Exercise requirements: Please give back, word for word, only the lines starting at the one containing "Detect the twig" and ending at the one containing "the illuminated archway." within the material below.
#####
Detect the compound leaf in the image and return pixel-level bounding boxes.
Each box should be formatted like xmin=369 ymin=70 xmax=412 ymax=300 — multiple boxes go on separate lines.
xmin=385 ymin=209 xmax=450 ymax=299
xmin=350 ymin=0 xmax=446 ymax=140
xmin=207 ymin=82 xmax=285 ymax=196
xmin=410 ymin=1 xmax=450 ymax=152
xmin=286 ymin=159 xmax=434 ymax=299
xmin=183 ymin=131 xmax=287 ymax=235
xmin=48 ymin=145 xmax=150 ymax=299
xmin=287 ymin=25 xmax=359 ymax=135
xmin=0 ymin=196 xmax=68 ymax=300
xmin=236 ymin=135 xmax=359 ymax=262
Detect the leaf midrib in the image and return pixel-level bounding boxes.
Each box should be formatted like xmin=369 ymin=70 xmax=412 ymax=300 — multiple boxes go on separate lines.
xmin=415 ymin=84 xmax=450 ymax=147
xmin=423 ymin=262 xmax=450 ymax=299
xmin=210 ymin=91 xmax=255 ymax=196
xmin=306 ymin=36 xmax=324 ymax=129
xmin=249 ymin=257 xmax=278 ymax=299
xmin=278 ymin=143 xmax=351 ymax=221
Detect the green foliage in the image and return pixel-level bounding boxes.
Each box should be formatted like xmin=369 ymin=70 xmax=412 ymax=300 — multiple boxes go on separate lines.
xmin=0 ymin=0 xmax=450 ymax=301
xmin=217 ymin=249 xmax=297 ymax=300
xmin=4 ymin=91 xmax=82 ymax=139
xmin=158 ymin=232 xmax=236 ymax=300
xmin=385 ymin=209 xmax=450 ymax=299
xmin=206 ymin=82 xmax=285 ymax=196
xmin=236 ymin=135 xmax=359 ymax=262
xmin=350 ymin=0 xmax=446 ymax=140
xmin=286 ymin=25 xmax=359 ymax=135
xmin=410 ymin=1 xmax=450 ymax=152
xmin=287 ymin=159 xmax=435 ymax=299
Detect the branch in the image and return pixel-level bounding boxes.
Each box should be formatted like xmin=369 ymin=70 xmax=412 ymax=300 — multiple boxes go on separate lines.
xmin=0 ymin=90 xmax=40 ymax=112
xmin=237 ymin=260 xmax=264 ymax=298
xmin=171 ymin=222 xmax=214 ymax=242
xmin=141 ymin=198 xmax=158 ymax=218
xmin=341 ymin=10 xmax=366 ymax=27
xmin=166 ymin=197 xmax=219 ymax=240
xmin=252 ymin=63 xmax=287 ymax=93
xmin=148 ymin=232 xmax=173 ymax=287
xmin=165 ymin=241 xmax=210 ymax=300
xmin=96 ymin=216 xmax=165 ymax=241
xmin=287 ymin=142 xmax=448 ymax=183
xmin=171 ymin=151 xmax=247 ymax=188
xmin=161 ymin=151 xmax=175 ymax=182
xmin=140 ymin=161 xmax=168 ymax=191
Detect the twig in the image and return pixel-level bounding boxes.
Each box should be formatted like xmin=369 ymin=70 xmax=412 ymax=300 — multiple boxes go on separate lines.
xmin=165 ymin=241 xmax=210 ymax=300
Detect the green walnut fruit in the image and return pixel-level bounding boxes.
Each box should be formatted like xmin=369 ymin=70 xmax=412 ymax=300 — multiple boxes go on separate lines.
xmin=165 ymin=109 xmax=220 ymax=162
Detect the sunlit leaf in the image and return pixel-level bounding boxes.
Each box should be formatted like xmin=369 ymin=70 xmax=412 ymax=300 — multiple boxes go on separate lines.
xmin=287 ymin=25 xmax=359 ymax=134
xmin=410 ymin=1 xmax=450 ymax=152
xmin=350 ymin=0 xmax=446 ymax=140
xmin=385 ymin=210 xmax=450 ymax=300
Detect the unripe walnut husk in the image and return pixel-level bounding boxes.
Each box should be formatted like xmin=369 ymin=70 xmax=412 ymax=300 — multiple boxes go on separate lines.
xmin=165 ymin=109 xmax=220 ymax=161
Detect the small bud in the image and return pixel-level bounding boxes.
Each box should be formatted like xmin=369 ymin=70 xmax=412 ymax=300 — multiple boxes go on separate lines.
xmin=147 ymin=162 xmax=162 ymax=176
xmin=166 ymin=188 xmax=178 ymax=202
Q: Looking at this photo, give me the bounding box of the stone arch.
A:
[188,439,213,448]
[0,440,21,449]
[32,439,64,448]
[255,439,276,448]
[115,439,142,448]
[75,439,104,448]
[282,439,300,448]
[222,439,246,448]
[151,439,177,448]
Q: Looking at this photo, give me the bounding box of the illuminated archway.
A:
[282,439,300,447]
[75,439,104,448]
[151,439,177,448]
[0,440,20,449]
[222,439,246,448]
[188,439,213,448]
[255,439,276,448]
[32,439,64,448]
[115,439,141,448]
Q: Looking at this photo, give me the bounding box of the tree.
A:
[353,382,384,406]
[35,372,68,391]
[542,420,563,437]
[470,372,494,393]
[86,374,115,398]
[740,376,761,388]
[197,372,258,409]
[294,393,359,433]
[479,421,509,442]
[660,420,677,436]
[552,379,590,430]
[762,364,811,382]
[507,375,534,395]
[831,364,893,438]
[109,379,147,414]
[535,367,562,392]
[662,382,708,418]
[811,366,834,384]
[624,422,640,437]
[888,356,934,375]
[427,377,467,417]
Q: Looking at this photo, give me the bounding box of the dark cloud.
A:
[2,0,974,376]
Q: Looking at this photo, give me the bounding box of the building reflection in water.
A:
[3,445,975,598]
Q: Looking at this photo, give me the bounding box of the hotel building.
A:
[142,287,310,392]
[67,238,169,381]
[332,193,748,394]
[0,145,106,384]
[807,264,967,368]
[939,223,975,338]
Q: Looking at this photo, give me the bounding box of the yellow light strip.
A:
#####
Answer to this task:
Detect the twig in the image and return pixel-level bounding boxes.
Each box should be formatted like xmin=369 ymin=70 xmax=412 ymax=300 — multiple boxes go on separate lines.
xmin=165 ymin=241 xmax=210 ymax=300
Detect the green walnut fruit in the image and return pixel-level bounding boxes.
Each box should be formatted like xmin=369 ymin=70 xmax=412 ymax=300 — multiple boxes go on separate lines.
xmin=165 ymin=109 xmax=220 ymax=162
Detect the sunlit leaf in the image and return pixel-level bounding boxes.
Each box should be formatted like xmin=369 ymin=70 xmax=412 ymax=300 — multiple boxes go on separate lines.
xmin=287 ymin=25 xmax=359 ymax=134
xmin=410 ymin=1 xmax=450 ymax=152
xmin=350 ymin=0 xmax=446 ymax=140
xmin=385 ymin=210 xmax=450 ymax=300
Detect the unripe walnut husk in the image and return pixel-level bounding boxes.
Each box should be formatted like xmin=369 ymin=70 xmax=412 ymax=300 — multiple boxes go on separate lines.
xmin=165 ymin=109 xmax=220 ymax=161
Detect the small bud in the image and return pixel-level bounding boxes.
Each box should be formatted like xmin=369 ymin=70 xmax=412 ymax=300 — multiple boxes go on separate lines.
xmin=147 ymin=162 xmax=162 ymax=176
xmin=166 ymin=188 xmax=178 ymax=202
Q: Looking at this photo, give me the bounding box of the stone arch.
A:
[188,439,213,448]
[0,440,21,449]
[32,439,64,448]
[255,439,276,448]
[115,439,142,448]
[75,439,104,448]
[282,439,300,448]
[222,439,246,448]
[151,439,177,448]
Q: Looking at this photo, give me the bounding box of the illuminated archway.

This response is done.